● SELECTION
Console Database Tables (gb_console)

erDiagram
    wishlist_to_groups {
        bigint id PK
        bigint subscription_id FK "Foreign key to subscriptions table (used for eligibility check)"
        string name "Name of the wishlist group (used for dataset naming and logging)"
        string slug "URL-friendly identifier (used for specific wishlist processing)"
        tinyint training_schedule "Training schedule enum value (used for manual vs auto processing)"
        timestamp manual_request_dataset_at "Manual dataset request timestamp (used for manual processing timing)"
        integer status "Active or inactive status (filtered in buildWishlistQuery)"
        tinyint admin_status "Admin approval status (filtered in buildWishlistQuery)"
        text error_message "Error message for failed operations (updated on validation failures)"

● Collected data entries
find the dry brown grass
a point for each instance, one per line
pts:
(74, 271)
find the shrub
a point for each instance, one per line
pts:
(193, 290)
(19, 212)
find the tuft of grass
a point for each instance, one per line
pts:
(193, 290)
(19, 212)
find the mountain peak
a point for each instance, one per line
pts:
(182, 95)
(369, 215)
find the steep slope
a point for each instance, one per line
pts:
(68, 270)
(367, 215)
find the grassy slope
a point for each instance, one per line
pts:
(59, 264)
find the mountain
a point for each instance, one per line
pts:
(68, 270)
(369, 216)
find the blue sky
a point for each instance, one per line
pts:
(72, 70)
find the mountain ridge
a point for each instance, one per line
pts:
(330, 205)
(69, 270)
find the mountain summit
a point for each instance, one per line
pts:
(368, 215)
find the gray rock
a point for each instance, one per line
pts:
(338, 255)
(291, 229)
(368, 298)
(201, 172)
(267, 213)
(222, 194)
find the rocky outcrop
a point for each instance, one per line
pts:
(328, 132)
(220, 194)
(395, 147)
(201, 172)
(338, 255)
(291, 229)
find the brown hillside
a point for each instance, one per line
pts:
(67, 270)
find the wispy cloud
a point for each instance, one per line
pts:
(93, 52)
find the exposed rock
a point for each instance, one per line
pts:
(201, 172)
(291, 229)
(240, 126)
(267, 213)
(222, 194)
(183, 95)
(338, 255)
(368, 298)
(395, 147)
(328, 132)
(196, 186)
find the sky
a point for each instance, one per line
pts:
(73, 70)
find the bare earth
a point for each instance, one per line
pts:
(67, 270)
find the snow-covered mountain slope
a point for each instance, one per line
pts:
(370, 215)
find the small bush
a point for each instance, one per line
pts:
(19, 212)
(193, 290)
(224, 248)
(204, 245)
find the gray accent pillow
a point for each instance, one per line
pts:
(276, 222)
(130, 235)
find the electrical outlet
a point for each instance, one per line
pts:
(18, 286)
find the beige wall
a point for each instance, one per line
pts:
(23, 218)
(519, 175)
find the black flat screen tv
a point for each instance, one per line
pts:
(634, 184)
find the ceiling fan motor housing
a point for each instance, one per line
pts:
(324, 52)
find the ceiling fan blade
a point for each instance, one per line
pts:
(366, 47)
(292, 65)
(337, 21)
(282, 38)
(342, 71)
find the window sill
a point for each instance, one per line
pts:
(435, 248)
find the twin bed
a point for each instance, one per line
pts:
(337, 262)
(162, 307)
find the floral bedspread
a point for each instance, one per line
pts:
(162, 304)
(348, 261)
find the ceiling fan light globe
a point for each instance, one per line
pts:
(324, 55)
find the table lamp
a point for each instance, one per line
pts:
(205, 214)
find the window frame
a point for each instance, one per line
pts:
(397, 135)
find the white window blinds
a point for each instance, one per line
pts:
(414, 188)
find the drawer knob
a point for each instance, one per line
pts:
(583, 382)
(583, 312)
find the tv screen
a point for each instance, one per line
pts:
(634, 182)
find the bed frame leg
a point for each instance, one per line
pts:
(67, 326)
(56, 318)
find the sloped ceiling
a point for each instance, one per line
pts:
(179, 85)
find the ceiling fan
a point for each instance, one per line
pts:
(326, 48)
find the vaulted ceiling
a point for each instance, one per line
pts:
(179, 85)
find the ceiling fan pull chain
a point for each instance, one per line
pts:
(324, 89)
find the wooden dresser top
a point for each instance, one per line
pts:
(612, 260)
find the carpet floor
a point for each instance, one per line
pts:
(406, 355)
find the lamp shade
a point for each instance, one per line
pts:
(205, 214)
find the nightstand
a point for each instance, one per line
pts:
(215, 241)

● ACTIONS TO TAKE
[A] In the console tables schema, which two columns of wishlist_to_groups are filtered in buildWishlistQuery?
[B] Extend the console tables schema past its last column line, keeping the same format.
The listing plays no part here and can be left aside.

● RESPONSES TO THE TASKS
[A] status and admin_status

[B]
        timestamp created_at
        timestamp updated_at
        timestamp deleted_at "Soft delete timestamp (filtered in buildWishlistQuery)"
    }
    
    wishlist_dataset_histories {
        bigint id PK
        bigint wishlist_to_group_id FK "Foreign key to wishlist_to_groups (used for dataset tracking)"
        string dataset_id "Dataset ID from TV Python API (used for status checking)"
        integer status "Dataset status enum value (updated by get-status command)"
        text error_message "Error message for failed datasets (updated on failure)"
        json config "Configuration used for dataset creation (stores product_ids for batch jobs)"
        boolean batch_job_created "Whether batch job was created (updated after completion)"
        string batch_job_id "Batch job identifier (updated after batch job creation)"
        timestamp created_at "Used for schedule interval calculations"
        timestamp updated_at
    }
    
    wishlist_dataset_creation_logs {
        bigint id PK
        string wishlist_to_group_name "Name of the wishlist group (copied for logging)"
        bigint wishlist_to_group_id FK "Foreign key to wishlist_to_groups (used for event tracking)"
        bigint wishlist_dataset_history_id FK "Foreign key to wishlist_dataset_histories (used for event linking)"
        string event_type "Event type enum value (request, success, failure)"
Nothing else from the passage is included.